**Source text:**
***
UN tells Australia (again) to not criminalise children10 November 2017
Australia’s human rights performance has been reviewed by the United Nations. The UN Human Rights Committee handed down its findings in Geneva overnight. Australia has yet to meet the human rights standard age at which we hold children criminally responsible for their actions.
Currently, the minimum age of criminal responsibility is 10 years old in every Australian state and territory.
In human rights terms, it should be raised to at least 12 years of age, and many experts think it should be 14 years.
Others believe “the way forward is to separate the concept of responsibility from that of criminalisation” and stop criminalising children altogether. They argue for “systems that keep children out of the criminal justice system, systems which renounce retribution and focus exclusively on children’s rehabilitation, always with necessary attention to public safety and security.”
While all children behave badly at times – and sometimes do serious harm – because of their age and immaturity, children are not fully responsible for their actions in the same way as an adult, and should not be criminalised for misconduct.
The question at issue here is: at what age a legal system should regard a person as responsible for actions that break the law? The UN’s highest authorities on the interpretation of the International Covenant on Civil and Political Rights and the Convention on the Rights of the Child are clear: Australia’s minimum age is too low and must be raised to at least 12 years in all jurisdictions.
***
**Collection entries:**
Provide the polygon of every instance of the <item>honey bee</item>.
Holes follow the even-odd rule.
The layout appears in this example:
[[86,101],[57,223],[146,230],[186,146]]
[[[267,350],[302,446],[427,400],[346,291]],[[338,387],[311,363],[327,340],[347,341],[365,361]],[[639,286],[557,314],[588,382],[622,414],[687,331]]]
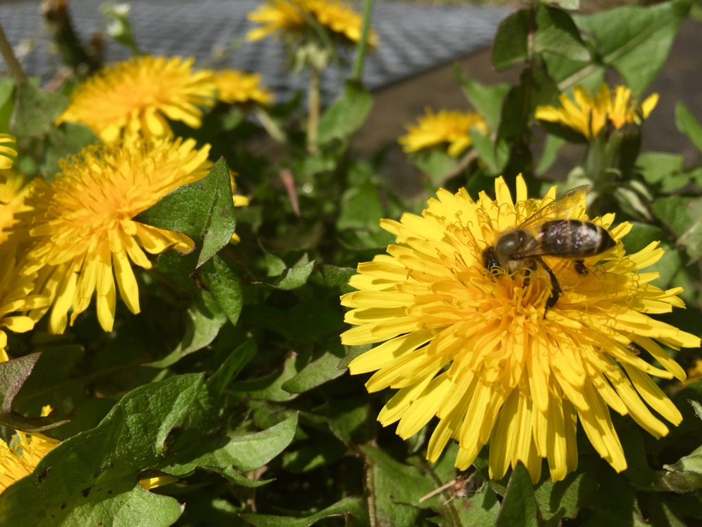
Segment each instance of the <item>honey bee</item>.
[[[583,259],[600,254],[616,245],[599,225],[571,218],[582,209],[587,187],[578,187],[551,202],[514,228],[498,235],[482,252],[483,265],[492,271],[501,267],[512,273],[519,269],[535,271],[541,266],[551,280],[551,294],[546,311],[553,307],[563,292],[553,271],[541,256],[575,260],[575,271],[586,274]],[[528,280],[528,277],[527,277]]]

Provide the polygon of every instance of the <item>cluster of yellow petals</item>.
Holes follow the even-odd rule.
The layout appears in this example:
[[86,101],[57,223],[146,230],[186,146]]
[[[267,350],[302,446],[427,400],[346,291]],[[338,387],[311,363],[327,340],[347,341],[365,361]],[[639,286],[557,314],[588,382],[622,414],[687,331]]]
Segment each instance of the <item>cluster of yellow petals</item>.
***
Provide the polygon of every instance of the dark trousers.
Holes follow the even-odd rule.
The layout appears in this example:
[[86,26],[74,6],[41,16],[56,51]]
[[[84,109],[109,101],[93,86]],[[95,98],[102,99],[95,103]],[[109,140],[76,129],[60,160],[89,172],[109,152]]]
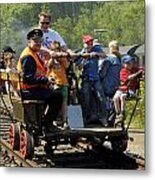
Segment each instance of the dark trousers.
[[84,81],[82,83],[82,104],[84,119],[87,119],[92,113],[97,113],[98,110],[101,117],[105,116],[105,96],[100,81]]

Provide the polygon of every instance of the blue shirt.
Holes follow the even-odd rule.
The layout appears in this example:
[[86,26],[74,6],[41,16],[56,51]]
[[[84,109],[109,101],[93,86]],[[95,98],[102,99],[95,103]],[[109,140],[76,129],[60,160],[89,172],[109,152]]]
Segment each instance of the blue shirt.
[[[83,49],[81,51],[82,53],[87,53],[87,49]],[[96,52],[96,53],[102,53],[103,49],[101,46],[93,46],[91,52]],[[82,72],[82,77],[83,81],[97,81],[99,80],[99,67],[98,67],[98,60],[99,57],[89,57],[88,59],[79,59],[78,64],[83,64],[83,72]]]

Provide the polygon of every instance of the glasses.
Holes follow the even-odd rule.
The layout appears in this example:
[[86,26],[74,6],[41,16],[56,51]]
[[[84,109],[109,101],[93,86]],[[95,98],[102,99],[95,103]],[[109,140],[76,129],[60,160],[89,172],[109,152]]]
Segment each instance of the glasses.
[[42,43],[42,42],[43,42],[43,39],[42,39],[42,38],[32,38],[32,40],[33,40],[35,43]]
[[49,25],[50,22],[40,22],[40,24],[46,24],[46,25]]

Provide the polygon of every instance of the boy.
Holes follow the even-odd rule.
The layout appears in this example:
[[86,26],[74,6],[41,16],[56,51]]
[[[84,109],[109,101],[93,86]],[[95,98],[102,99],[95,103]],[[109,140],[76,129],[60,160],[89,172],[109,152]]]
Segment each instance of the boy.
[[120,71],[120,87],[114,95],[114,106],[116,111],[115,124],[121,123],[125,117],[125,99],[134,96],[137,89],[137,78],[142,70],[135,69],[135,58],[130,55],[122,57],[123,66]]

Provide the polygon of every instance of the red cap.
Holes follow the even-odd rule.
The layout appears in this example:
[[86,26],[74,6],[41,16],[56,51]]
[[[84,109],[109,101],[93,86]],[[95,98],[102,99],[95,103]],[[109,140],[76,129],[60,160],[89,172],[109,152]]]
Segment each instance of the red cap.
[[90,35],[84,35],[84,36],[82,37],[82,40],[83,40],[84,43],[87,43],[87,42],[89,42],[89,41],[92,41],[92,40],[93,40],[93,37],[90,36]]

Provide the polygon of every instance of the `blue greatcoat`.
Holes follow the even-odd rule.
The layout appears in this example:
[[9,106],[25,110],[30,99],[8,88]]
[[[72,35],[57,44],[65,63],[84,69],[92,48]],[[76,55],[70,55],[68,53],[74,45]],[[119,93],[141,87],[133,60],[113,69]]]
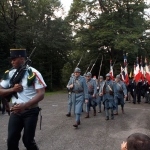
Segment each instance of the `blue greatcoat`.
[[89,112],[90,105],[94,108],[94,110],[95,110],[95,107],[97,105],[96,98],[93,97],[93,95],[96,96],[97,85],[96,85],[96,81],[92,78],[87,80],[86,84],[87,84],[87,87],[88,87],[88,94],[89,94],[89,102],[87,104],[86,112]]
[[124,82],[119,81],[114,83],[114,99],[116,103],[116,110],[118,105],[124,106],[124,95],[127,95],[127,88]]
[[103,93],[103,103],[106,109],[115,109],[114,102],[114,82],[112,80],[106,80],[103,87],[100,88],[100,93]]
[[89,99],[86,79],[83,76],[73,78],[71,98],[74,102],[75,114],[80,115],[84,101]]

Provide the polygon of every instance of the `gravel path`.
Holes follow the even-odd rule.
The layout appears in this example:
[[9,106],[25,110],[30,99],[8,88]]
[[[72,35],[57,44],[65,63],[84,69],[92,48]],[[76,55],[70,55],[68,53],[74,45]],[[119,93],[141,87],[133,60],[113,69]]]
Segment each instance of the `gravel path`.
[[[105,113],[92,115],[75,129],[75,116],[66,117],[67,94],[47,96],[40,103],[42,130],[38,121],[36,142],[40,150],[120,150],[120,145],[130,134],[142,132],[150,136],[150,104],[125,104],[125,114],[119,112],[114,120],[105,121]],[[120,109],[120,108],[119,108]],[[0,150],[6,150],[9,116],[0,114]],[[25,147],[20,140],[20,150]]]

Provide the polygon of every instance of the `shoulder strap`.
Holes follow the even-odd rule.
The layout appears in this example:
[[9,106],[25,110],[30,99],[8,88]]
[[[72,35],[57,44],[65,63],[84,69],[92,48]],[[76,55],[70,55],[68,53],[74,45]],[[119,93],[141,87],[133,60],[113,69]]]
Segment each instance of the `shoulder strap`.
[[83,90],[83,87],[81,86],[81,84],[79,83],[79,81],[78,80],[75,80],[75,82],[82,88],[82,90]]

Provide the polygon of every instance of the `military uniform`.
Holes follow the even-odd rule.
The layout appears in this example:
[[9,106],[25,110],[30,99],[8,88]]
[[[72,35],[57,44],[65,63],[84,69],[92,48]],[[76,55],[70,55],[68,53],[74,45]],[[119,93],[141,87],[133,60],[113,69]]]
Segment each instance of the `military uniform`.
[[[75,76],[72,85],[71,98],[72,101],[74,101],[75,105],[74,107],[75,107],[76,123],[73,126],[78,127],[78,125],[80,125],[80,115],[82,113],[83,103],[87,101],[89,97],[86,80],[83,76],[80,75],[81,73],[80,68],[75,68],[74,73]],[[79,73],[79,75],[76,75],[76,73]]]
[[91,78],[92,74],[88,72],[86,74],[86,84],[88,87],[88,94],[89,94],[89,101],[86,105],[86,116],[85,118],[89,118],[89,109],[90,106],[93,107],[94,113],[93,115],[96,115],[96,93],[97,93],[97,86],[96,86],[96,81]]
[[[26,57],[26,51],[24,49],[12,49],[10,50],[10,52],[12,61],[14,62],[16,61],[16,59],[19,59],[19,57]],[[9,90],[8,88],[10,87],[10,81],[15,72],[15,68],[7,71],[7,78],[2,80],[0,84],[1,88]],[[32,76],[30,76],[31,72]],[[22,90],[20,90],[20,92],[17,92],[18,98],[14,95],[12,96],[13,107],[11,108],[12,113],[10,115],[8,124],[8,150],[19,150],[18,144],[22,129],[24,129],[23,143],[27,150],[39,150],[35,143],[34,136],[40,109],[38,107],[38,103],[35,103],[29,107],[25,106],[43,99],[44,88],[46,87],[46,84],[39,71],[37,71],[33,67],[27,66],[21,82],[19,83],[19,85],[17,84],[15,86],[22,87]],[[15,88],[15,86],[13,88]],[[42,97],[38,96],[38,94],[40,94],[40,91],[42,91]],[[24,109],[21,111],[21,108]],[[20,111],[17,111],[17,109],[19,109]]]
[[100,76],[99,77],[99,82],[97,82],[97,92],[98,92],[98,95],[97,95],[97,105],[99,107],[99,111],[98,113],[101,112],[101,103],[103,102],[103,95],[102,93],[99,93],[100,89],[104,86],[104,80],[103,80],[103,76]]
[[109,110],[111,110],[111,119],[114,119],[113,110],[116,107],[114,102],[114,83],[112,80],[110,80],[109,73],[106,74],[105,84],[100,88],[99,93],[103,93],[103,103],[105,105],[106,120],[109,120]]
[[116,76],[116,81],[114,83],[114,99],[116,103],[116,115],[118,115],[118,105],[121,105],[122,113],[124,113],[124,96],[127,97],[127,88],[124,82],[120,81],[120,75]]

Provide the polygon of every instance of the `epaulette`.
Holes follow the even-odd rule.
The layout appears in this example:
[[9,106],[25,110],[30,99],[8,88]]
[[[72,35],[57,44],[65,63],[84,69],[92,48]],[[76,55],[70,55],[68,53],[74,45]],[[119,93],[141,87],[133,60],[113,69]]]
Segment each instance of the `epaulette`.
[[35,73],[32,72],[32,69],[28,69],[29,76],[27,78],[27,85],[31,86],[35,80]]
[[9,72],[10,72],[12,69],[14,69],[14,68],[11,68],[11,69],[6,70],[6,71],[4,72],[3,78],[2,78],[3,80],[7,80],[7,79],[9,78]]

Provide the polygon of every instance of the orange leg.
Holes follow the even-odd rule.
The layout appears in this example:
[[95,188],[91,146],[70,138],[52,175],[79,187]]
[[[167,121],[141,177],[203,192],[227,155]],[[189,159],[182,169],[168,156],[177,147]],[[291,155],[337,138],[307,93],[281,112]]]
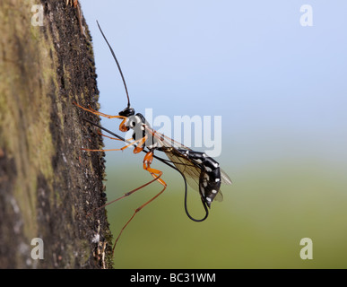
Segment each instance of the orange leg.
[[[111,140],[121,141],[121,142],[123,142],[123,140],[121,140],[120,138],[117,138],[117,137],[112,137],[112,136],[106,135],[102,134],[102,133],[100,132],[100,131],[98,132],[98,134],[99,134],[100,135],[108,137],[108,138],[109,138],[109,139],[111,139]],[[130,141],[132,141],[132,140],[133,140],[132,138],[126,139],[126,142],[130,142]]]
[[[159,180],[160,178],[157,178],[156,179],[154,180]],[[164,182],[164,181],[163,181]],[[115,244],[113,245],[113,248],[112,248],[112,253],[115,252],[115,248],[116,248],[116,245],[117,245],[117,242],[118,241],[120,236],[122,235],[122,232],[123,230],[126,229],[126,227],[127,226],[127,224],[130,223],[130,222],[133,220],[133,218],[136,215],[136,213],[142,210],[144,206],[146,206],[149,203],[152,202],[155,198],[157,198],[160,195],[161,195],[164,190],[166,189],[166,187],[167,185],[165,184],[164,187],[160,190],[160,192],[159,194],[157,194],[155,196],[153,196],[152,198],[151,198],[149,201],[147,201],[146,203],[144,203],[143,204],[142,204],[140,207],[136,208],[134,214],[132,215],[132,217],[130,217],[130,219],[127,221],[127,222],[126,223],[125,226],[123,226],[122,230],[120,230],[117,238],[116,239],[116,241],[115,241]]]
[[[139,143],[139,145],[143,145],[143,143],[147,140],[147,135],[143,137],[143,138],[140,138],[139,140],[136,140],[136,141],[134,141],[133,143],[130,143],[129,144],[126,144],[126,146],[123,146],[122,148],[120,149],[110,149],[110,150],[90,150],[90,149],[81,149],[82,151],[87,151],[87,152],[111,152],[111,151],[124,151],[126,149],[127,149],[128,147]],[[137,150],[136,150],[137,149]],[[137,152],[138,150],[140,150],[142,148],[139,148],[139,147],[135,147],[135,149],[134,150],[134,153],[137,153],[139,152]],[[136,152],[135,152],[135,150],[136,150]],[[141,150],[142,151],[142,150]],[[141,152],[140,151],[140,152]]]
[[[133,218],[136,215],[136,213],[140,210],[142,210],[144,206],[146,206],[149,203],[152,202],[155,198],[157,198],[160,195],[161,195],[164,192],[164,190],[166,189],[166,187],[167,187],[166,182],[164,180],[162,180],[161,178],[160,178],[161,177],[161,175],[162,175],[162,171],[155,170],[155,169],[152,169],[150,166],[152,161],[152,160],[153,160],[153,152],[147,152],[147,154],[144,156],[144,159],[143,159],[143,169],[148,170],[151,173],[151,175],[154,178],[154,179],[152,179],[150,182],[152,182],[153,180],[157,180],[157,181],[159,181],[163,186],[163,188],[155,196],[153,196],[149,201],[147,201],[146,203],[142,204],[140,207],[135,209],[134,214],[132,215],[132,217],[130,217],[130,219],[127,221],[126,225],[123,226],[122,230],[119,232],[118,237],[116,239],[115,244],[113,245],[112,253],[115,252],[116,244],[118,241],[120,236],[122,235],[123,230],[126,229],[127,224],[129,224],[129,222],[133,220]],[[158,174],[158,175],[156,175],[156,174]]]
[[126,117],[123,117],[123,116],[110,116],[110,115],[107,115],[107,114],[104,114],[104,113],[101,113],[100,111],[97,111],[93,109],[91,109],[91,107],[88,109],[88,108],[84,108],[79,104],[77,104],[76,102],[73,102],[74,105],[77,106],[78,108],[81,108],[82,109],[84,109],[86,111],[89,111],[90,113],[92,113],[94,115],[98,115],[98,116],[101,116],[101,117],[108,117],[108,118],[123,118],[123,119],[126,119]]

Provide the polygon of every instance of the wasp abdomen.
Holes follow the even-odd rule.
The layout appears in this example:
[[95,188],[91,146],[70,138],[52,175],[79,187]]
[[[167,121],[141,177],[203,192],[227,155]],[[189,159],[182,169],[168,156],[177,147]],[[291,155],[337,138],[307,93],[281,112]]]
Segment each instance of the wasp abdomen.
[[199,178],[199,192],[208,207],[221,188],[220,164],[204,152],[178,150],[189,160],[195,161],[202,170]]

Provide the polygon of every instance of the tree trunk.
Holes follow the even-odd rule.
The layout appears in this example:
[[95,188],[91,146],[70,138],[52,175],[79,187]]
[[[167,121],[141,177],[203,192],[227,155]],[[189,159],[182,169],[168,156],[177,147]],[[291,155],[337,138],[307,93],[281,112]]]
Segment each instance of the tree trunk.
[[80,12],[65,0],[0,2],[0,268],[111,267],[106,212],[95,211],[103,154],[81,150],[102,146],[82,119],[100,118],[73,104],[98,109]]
***
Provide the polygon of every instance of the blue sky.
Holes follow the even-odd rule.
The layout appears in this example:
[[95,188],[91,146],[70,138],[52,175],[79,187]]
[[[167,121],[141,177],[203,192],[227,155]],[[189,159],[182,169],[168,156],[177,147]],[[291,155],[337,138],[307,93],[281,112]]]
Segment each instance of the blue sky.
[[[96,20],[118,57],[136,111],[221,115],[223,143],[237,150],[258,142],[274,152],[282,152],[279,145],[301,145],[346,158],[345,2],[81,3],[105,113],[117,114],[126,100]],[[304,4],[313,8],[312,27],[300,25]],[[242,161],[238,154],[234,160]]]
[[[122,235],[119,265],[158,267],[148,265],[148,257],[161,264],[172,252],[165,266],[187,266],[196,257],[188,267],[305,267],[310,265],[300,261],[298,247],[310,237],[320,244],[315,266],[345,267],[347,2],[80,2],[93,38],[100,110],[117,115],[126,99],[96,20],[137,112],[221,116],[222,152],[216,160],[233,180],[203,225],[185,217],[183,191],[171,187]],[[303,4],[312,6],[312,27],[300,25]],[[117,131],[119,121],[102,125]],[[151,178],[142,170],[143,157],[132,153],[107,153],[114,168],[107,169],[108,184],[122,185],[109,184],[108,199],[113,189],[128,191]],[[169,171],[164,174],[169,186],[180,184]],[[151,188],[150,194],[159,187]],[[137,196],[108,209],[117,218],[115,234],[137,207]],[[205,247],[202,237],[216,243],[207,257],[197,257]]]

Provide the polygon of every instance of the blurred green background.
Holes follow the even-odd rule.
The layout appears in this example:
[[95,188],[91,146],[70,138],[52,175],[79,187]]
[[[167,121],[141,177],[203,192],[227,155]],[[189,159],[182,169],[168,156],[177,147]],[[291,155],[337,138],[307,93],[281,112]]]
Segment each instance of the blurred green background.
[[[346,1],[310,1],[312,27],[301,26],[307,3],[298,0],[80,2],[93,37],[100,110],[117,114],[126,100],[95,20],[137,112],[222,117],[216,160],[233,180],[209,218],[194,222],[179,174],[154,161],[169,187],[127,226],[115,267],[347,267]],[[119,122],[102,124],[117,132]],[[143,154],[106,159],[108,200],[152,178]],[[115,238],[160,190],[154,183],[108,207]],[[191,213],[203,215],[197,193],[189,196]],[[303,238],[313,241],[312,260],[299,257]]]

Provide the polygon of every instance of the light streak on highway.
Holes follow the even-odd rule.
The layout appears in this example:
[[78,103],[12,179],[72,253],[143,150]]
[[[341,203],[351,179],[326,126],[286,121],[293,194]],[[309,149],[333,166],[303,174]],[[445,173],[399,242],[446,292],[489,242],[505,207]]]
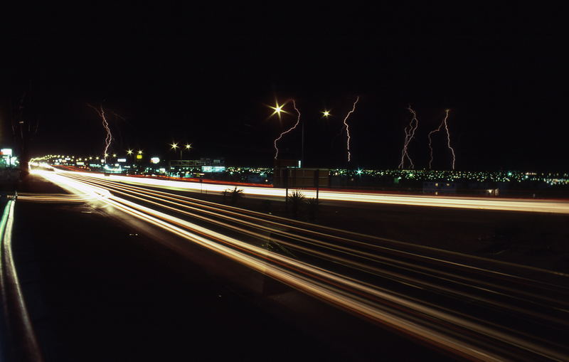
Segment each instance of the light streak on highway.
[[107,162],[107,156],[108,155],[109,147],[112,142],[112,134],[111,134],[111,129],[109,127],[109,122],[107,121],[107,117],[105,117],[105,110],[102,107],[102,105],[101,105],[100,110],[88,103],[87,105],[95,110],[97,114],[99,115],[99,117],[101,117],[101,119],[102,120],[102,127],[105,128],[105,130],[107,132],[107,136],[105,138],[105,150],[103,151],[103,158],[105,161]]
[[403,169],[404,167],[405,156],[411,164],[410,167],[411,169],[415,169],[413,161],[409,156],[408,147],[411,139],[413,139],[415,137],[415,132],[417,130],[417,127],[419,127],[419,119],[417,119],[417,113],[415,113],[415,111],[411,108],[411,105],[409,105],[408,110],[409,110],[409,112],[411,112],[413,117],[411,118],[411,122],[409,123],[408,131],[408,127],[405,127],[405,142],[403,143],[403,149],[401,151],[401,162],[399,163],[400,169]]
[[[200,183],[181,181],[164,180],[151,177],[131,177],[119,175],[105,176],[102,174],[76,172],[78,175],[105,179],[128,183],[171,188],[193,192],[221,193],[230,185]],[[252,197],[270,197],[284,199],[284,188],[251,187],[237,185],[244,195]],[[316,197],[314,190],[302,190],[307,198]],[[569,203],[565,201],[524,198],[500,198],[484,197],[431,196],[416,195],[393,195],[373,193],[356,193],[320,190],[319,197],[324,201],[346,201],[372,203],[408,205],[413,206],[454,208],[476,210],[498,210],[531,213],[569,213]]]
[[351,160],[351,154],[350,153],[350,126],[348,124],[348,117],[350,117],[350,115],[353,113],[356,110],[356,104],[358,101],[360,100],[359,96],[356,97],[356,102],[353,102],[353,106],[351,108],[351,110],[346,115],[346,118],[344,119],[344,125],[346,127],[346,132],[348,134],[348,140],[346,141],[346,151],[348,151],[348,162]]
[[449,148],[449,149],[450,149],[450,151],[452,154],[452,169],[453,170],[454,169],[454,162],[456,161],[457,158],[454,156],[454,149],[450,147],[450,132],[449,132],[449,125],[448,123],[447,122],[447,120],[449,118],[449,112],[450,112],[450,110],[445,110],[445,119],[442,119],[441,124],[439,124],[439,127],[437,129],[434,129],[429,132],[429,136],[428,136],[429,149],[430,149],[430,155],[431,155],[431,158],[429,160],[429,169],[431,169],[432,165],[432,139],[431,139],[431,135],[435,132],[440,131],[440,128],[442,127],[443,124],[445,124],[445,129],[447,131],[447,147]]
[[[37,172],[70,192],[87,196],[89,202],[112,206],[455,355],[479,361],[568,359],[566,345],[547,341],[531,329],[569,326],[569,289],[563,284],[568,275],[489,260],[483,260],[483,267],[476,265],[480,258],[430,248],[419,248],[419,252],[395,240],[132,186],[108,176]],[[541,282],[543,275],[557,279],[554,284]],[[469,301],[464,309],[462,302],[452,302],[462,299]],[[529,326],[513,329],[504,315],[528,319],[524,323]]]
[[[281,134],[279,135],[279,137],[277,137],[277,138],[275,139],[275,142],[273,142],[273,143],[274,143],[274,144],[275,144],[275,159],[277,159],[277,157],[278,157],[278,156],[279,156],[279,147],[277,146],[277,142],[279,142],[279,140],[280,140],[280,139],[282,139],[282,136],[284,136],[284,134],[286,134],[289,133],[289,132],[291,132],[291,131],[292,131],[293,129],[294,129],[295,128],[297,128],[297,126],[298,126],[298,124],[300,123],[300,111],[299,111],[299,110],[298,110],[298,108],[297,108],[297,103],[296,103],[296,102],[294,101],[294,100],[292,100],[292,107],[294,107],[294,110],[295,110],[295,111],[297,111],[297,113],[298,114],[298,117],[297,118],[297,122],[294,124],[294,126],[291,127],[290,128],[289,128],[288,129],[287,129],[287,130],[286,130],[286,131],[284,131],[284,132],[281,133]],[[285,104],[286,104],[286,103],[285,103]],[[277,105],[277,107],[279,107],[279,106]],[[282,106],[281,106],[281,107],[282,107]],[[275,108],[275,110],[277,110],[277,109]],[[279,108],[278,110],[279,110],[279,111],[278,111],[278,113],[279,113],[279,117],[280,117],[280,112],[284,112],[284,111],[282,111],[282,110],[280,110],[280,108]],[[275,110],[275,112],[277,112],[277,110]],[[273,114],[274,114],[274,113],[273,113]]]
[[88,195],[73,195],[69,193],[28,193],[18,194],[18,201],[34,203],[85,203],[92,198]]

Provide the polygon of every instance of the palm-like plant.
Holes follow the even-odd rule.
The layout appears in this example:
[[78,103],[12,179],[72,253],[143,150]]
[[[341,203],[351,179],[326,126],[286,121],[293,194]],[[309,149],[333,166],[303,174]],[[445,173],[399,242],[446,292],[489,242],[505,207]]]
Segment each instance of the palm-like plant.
***
**Goal of the exercise:** Copy the passage of the article on the age of criminal responsibility in Australia starting at "While all children" and ending at "criminalised for misconduct.". The rows play no part in this.

**Task answer:**
While all children behave badly at times – and sometimes do serious harm – because of their age and immaturity, children are not fully responsible for their actions in the same way as an adult, and should not be criminalised for misconduct.